§ **EXERCISE INPUT**:
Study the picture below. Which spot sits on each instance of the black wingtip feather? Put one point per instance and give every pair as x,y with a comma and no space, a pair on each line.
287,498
* * *
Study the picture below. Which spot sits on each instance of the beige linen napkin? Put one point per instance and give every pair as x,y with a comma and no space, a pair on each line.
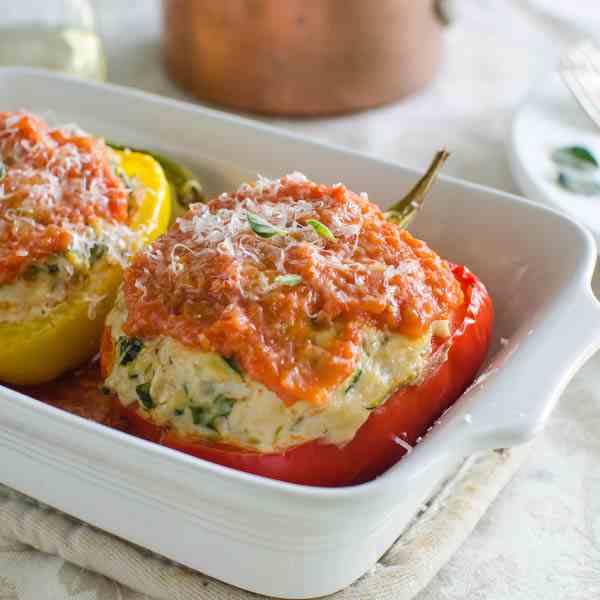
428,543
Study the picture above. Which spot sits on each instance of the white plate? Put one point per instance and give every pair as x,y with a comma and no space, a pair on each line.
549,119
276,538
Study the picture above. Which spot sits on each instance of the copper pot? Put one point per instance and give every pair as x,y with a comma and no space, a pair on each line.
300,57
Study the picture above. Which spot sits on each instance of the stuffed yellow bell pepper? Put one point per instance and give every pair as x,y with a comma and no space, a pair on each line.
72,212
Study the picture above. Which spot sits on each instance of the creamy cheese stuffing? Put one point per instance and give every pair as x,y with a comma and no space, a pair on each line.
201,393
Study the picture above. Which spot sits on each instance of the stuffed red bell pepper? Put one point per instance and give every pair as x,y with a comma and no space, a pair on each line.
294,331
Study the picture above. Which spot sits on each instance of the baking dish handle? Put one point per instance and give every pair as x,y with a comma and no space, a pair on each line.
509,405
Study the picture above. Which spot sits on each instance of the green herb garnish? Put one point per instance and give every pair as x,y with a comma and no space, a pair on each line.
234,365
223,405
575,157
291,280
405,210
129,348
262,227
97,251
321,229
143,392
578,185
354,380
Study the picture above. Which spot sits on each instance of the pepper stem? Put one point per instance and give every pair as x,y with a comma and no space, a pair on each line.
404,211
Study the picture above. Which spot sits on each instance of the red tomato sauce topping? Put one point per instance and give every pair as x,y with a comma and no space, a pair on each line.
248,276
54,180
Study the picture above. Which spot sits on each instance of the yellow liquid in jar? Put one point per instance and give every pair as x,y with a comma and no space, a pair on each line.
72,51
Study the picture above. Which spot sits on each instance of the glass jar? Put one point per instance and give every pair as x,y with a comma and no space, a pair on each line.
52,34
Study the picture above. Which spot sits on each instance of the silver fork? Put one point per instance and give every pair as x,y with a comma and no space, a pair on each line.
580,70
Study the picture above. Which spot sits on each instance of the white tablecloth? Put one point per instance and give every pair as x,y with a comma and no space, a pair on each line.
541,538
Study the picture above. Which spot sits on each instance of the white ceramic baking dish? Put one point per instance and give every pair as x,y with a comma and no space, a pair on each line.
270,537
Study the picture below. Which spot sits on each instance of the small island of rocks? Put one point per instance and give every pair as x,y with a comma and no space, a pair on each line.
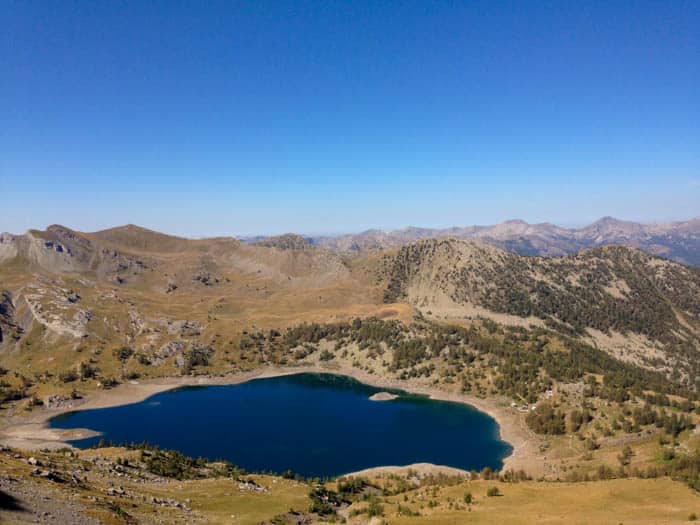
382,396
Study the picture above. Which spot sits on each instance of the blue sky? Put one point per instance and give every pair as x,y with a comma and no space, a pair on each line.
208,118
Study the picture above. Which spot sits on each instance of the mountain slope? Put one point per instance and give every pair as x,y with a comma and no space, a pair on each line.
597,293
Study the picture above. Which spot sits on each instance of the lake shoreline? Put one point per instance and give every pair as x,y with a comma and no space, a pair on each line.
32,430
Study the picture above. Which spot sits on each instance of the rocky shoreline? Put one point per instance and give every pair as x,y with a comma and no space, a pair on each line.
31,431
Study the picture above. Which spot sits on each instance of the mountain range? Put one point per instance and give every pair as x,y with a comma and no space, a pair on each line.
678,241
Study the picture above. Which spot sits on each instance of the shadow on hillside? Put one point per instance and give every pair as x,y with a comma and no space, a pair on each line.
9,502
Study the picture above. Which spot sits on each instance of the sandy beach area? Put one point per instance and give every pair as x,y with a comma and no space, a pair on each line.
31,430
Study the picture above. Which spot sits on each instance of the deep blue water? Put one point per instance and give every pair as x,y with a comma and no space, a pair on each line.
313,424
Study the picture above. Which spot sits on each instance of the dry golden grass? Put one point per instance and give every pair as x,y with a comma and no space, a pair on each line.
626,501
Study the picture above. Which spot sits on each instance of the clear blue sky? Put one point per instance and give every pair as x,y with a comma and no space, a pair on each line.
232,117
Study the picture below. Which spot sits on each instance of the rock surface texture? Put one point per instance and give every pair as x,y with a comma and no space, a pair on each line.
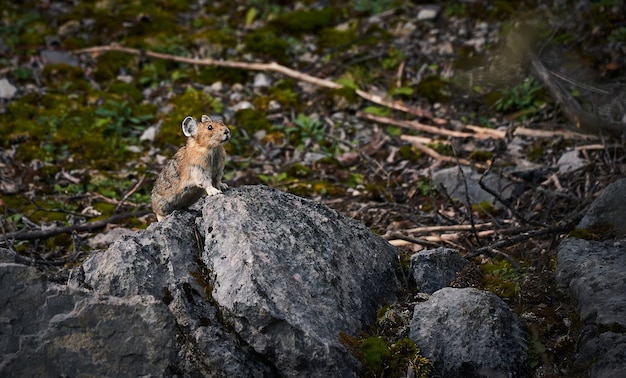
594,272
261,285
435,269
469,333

§ **REQUIREMENTS**: Tally the lines in the items that contain the word "mountain", and reply with that number alone.

§ **RESPONSE FOR THIS EXERCISE**: 2